## AIM
Write out the entries below once more, exactly, with the pictures left out.

## SUPPLIED RECORDS
— Begin —

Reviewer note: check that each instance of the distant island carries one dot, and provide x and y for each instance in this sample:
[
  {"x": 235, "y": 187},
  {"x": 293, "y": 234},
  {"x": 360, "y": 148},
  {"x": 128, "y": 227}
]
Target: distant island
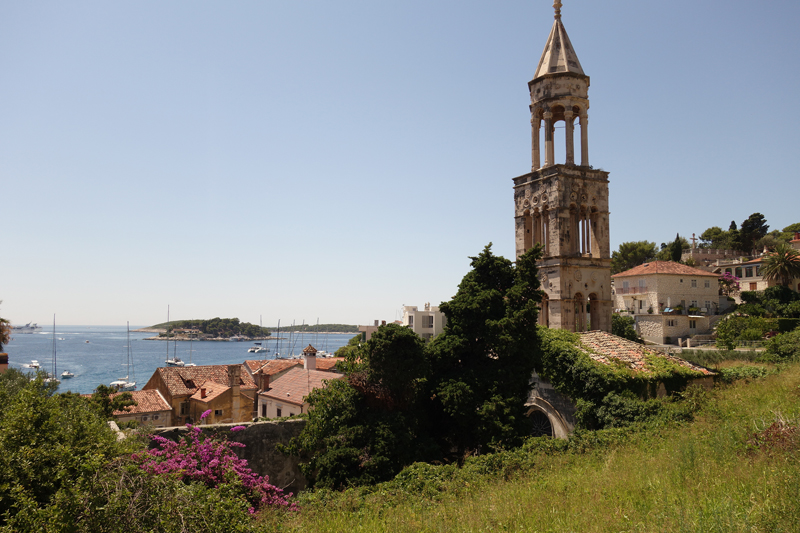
[{"x": 208, "y": 330}]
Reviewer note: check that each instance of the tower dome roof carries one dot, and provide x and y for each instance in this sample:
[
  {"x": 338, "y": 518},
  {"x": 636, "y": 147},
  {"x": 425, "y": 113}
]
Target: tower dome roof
[{"x": 558, "y": 55}]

— End —

## RESPONSE TO THIS EXERCISE
Reviewer note: check that each instance of the distant island carries one dot, and provide x and y for each instance in this sample:
[
  {"x": 235, "y": 187},
  {"x": 293, "y": 234},
  {"x": 360, "y": 148},
  {"x": 128, "y": 227}
]
Target: distant island
[{"x": 208, "y": 330}]
Reviewer note: check that each instance of the tower dome roof carries one dot, and provide x and y for each instance in this sample:
[
  {"x": 338, "y": 518},
  {"x": 636, "y": 147},
  {"x": 425, "y": 113}
]
Target: tower dome roof
[{"x": 558, "y": 55}]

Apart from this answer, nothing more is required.